* Start *

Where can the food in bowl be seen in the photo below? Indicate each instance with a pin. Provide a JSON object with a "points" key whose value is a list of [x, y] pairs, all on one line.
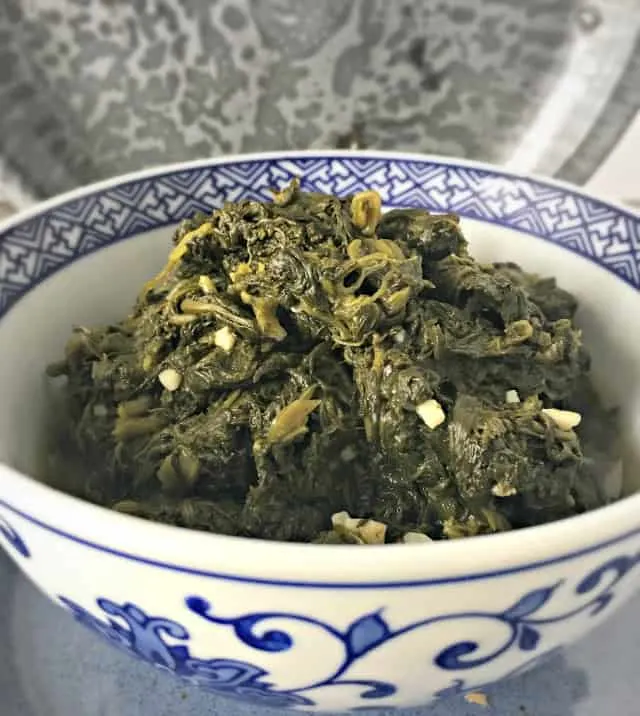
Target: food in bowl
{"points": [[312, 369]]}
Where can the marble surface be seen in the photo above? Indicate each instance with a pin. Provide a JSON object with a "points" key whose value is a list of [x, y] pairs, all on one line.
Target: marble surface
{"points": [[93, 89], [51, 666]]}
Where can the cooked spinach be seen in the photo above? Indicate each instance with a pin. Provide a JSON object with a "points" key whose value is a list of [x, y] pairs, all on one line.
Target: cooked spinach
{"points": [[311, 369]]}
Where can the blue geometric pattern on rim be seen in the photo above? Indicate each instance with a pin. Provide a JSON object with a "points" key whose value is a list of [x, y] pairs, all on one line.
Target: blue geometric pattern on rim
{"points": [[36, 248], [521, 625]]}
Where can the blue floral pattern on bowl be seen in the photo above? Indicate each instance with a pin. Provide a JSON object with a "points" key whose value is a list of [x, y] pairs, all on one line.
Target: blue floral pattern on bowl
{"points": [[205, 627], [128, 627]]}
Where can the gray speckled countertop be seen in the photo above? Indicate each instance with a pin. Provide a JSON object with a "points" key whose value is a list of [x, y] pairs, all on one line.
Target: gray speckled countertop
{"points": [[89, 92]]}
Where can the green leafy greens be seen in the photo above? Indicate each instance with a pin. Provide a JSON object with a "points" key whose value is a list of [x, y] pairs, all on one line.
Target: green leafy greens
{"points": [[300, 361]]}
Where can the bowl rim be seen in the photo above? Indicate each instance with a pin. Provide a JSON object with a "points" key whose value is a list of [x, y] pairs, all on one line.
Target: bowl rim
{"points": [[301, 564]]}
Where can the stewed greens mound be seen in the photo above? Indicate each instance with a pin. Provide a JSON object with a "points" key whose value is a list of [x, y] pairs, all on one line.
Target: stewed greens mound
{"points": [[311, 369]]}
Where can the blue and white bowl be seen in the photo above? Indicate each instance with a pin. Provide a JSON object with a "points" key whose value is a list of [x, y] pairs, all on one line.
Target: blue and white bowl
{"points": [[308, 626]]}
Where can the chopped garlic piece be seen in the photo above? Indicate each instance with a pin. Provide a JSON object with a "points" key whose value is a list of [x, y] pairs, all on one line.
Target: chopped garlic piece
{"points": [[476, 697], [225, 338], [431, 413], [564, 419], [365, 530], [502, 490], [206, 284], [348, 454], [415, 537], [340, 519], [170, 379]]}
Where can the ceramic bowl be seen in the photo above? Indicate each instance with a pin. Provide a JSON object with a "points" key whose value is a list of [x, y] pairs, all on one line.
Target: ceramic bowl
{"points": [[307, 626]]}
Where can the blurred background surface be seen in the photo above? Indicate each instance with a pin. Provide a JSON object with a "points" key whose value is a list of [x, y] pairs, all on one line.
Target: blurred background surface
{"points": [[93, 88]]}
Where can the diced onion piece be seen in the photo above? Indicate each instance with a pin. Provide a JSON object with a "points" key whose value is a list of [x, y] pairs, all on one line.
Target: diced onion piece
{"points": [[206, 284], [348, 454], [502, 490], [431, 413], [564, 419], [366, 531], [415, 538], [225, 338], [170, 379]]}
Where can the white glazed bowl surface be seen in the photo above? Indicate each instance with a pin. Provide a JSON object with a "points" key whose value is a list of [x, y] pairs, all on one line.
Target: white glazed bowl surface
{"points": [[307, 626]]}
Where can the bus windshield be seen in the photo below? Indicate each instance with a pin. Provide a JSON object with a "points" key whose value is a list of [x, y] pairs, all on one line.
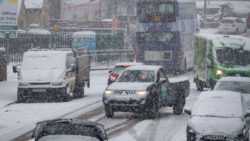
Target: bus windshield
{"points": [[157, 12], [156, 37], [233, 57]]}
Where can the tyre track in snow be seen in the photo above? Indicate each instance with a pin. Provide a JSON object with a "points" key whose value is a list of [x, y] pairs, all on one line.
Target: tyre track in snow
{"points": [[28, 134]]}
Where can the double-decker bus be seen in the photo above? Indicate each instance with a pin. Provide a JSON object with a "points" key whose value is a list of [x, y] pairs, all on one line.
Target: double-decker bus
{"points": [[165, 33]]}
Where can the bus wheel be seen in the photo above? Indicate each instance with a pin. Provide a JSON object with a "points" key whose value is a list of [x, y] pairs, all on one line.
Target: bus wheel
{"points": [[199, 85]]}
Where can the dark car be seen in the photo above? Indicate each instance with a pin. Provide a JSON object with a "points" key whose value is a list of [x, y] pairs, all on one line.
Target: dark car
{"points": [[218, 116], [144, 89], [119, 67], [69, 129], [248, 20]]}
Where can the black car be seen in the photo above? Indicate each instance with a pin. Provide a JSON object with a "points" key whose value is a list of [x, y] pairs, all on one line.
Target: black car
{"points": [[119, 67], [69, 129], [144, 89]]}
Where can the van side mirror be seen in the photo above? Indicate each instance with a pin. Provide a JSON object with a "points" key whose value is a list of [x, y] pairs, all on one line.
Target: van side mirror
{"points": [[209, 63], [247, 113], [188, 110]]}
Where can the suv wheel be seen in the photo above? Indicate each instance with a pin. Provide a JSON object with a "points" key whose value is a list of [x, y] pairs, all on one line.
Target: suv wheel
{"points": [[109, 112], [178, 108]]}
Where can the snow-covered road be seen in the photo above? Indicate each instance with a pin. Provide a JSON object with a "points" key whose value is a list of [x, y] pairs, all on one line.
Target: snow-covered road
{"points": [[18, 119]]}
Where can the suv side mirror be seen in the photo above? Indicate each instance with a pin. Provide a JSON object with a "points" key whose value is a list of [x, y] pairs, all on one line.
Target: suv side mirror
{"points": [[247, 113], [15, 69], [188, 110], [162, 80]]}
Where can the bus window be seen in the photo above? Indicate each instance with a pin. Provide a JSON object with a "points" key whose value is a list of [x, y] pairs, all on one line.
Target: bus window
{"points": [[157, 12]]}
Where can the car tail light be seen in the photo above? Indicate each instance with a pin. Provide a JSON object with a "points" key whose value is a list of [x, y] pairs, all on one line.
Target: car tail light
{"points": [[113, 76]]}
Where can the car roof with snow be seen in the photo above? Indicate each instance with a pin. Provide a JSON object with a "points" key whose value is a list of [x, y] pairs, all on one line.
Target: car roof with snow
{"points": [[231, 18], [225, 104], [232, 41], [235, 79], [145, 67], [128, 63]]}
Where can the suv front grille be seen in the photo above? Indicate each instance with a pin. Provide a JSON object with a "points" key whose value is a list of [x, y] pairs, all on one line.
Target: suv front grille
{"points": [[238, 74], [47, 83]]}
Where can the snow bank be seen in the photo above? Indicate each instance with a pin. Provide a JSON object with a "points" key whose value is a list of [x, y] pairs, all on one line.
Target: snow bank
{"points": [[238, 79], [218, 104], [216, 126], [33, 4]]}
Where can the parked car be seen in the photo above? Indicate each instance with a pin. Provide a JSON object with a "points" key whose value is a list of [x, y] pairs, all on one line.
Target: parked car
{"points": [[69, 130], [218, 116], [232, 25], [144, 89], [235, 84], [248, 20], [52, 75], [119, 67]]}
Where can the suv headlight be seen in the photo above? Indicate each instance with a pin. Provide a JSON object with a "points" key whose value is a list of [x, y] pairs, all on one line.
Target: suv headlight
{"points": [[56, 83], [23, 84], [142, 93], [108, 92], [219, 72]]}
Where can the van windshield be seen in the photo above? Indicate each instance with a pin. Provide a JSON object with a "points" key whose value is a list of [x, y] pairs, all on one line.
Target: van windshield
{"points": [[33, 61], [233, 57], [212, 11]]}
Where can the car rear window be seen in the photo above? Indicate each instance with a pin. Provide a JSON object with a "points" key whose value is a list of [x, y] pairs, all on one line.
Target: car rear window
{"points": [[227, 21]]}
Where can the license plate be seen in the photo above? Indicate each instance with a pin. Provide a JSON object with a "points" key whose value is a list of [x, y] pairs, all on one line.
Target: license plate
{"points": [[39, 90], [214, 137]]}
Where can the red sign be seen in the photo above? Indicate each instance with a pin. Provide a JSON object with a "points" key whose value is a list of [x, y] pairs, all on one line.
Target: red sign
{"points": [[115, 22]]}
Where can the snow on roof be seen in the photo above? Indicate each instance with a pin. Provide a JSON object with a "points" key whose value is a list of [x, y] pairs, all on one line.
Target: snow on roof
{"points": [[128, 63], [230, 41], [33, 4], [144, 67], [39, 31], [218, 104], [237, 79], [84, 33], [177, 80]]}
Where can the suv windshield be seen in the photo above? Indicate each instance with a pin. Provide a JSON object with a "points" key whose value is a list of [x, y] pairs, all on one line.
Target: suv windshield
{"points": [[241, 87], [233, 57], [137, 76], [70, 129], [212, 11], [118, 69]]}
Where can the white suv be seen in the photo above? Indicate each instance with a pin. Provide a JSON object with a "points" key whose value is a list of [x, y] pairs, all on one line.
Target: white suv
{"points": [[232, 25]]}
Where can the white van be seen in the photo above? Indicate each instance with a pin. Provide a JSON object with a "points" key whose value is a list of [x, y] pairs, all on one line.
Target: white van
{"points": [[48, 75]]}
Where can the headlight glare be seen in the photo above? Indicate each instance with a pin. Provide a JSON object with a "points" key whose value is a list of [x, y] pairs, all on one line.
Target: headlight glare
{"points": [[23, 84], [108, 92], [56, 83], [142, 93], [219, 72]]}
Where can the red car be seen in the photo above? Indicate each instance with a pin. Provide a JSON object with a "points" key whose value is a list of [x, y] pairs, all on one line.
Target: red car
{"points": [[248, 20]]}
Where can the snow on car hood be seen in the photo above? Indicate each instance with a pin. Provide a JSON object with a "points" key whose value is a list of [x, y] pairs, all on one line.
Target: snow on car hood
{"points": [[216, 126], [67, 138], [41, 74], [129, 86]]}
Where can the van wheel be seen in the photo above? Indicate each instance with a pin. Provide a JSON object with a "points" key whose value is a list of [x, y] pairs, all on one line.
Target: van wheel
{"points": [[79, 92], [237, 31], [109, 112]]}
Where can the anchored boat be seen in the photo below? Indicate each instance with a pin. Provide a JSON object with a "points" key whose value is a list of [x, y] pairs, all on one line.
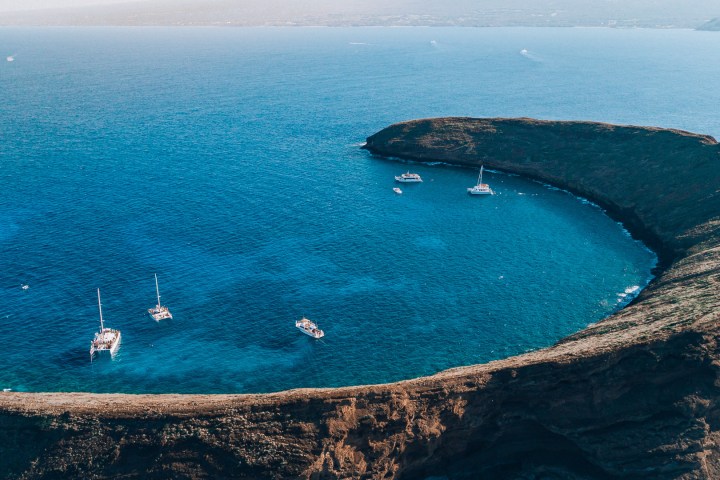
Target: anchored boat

* End *

YOUR TASK —
Arrange the part of the listing above that opens with the line containing "Where can the suv side" and closes with the line containing "Target: suv side mirror" as a Markdown table with the columns Row and Line, one numbered row per line, leaving out any blank lines.

FULL ANSWER —
| Row | Line |
|---|---|
| 1 | Where can the suv side mirror be seen in the photo above? Indicate each instance with a pin. Provide a JSON object with a "points" key whose value is a list of [x, y] pairs, all on one line. |
| 2 | Target: suv side mirror |